##### Page excerpt

For Publishers Clearing House CMO Jason John, It’s Game On!
PCH’s head of marketing explains how the company best known for magazine subscriptions and sweepstakes became “a free-to-play, chance-to-win brand.”
Publishers Clearing House has been around for more than 60 years. Its original model was to replace door-to-door magazine subscription sales by acting as a single vendor offering multiple subscriptions by mail. It introduced the sweepstakes concept in 1967, and this is what it has been known for ever since. Today, however, according to its CMO, Jason John, PCH is “a free-to-play, chance-to-win brand.”
John, recently of Gilt and before that Martha Stewart, has been leading the old-line company further into digital for a few years now. “We’re growing on the offline channels, we’re growing on the online channels, we’re growing on the mobile channels, and I think we do a good job coming together as a team and saying, ‘How do we do this from a PCH perspective?’”
Read the full interview, below, to find out what else is going on there, as well as what’s happening with the famous “Prize Patrol.”
CMO.com: Prior to joining Publisher’s Clearing House, you were with Gilt, a pure-play online shopping destination. Can you give me an idea of how you got from Gilt to here and tell us a little about what some of the differences are?
Gilt also took it a step further and said, “OK, from a gaming mentality, how do I bring in some of the game mechanics to retail?” I think that really propelled Gilt quite a bit in the early days. People in our focus groups would say, “We love that winning feeling when we check out and buy something.” What a tremendous accomplishment to have customers feel like they won when they bought something from your brand. That really inspired me to start looking at the game mechanism a little bit more closely.
Then, when I started speaking to and looking under the covers at PCH, I realized that it has content, commerce, and gaming all rolled into one. As the industry itself is starting to merge on these three pillars, PCH has already done that for years, which is great. They’re so far ahead of the curve that it really intrigued me to make the jump over to Publishers.
CMO.com: Can you describe what PCH does, in general? I think some people might not be aware of what its model is. Then, what you have done there in terms of digital transformation?

##########
##### Information supplied

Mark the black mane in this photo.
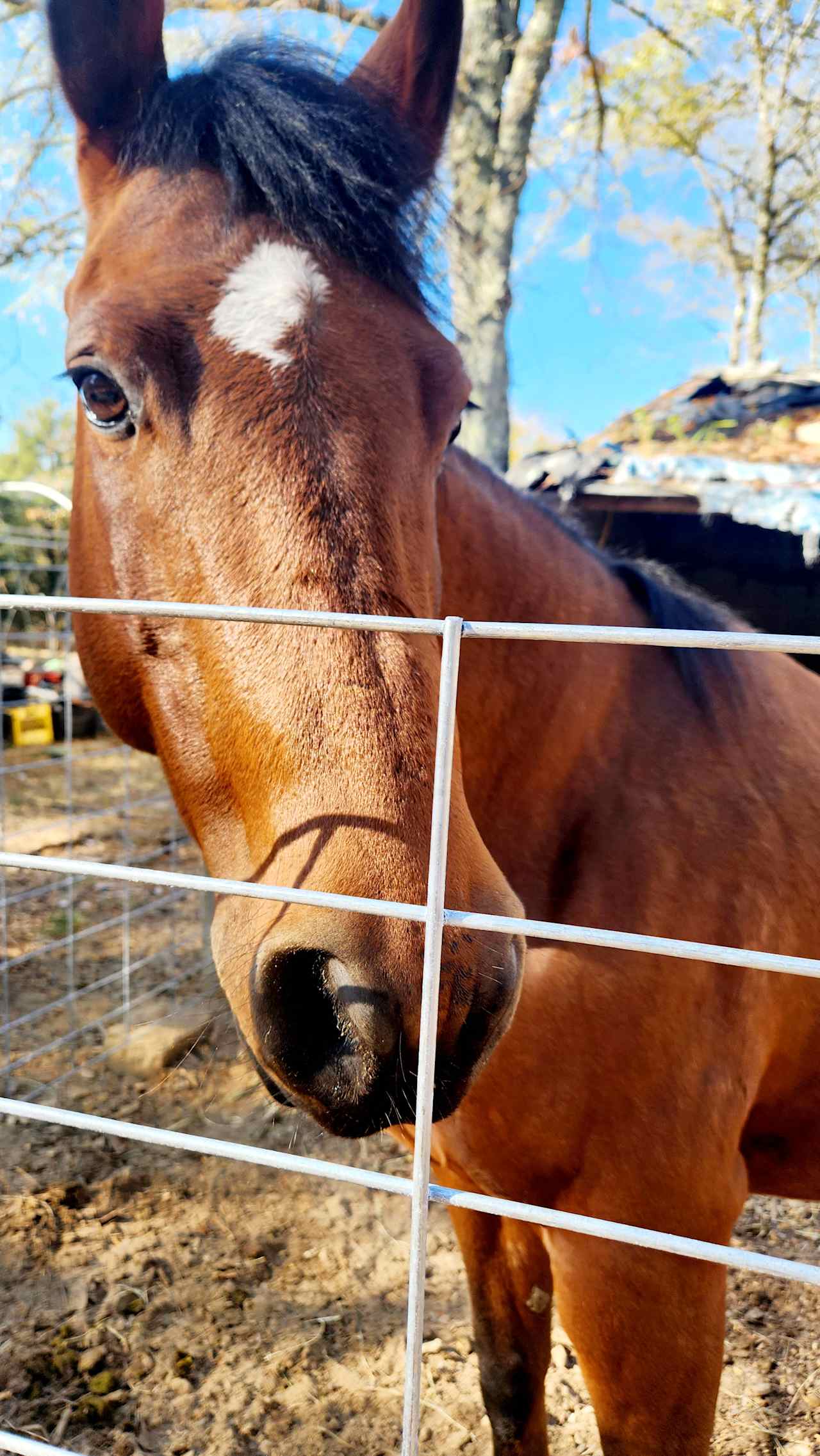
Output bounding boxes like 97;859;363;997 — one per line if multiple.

##########

Task details: In the interview excerpt, condense the paragraph that begins "Publishers Clearing House has been around" into a short bulleted list that keeps its main facts. The material is not needed for this work.

Result for this task:
- Publishers Clearing House has existed for more than 60 years.
- It began as a single mail-order vendor of multiple magazine subscriptions, replacing door-to-door sales.
- It introduced sweepstakes in 1967 and has been known for them ever since.
- Its CMO, Jason John, now calls it "a free-to-play, chance-to-win brand."